REQUEST A: Please transcribe the Kronos overview from "A distributed key-value" up to and including "libraries. No shortcuts.".
REQUEST B: According to the Kronos overview, how often does Prometheus scrape /metrics?
REQUEST C: Resume the Kronos overview after its final line.

EXTRACT PROVIDED:
=-=-=-=-=

A distributed key-value store built from scratch with a hand-crafted Raft consensus engine —
leader election, log replication, fault tolerance, and snapshots. No libraries. No shortcuts.
Kronos is a production-grade distributed key-value store implemented entirely from scratch in Java. It is the kind of system that sits underneath etcd, CockroachDB, and TiKV — the layer that makes distributed databases safe and consistent even when machines crash, networks partition, and clocks drift.
At its core is a hand-written implementation of the Raft consensus algorithm — the mechanism that allows a cluster of independent nodes to behave as a single, coherent system. Every design decision in this project mirrors what real distributed systems engineers face: how do you ensure no two nodes ever disagree on committed state? How do you elect a new leader in milliseconds without data loss? How do you keep the log from growing forever?
This is not a tutorial project. It is a from-scratch engineering exercise targeting the internals that most engineers only read about in papers.
Run a 3-node cluster + Prometheus + Grafana with one command:
make up # builds the image, starts node1/2/3, Prometheus, Grafana
make ps # show container status
make down # stop everything and wipe state| Service | URL | Notes |
|---|---|---|
| Node 1 API | http://localhost:8081 | client HTTP API |
| Node 2 API | http://localhost:8082 | |
| Node 3 API | http://localhost:8083 | |
| Prometheus | http://localhost:9090 | scrapes /metrics every 5s |
| Grafana | http://localhost:3000 | login admin / kronos |
Talk to the cluster (HTTP):
curl -X PUT http://localhost:8081/keys/foo -d 'bar' # write (redirects to leader)

=-=-=-=-=

INFORMATION SUPPLIED:
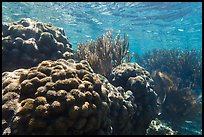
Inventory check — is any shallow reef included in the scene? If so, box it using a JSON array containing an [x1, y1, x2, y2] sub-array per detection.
[[146, 118, 177, 135], [2, 59, 156, 135], [2, 18, 202, 135], [2, 18, 73, 72], [135, 48, 202, 89], [109, 62, 160, 134], [135, 49, 202, 134], [74, 31, 134, 77]]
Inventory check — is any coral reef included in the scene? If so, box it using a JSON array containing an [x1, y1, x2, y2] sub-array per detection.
[[135, 49, 202, 89], [2, 59, 159, 135], [146, 118, 177, 135], [152, 71, 199, 123], [2, 59, 134, 134], [75, 31, 133, 76], [2, 18, 73, 72], [109, 63, 159, 135]]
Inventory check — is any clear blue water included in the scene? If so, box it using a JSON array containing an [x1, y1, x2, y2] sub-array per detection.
[[2, 2, 202, 54], [2, 2, 202, 134]]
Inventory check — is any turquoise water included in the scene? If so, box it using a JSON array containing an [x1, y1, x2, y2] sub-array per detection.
[[2, 2, 202, 134], [2, 2, 202, 53]]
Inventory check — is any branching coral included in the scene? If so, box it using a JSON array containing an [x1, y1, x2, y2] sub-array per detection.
[[147, 118, 177, 135], [135, 49, 202, 89], [75, 31, 133, 76], [152, 72, 199, 123]]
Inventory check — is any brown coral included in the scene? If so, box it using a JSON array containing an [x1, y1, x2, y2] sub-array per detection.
[[2, 59, 111, 134], [2, 18, 72, 74]]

=-=-=-=-=

ANSWER A:
A distributed key-value store built from scratch with a hand-crafted Raft consensus engine —
leader election, log replication, fault tolerance, and snapshots. No libraries. No shortcuts.

ANSWER B: Every 5 seconds.

ANSWER C:
curl http://localhost:8082/keys/foo # read -> bar
curl http://localhost:8081/cluster # roles, term, replication state
make kill-leader # kill the leader, watch re-electionTalk to the cluster (CLI):
The kronos-cli module is a dependency-free client that speaks the node HTTP API
and transparently follows leader redirects, so any command can target any node.
./gradlew :kronos-cli:installDist # build the launcher once
alias kronos=kronos-cli/build/install/kronos-cli/bin/kronos-cli
kronos put greeting hello # -> OK (index 1) (redirects to leader)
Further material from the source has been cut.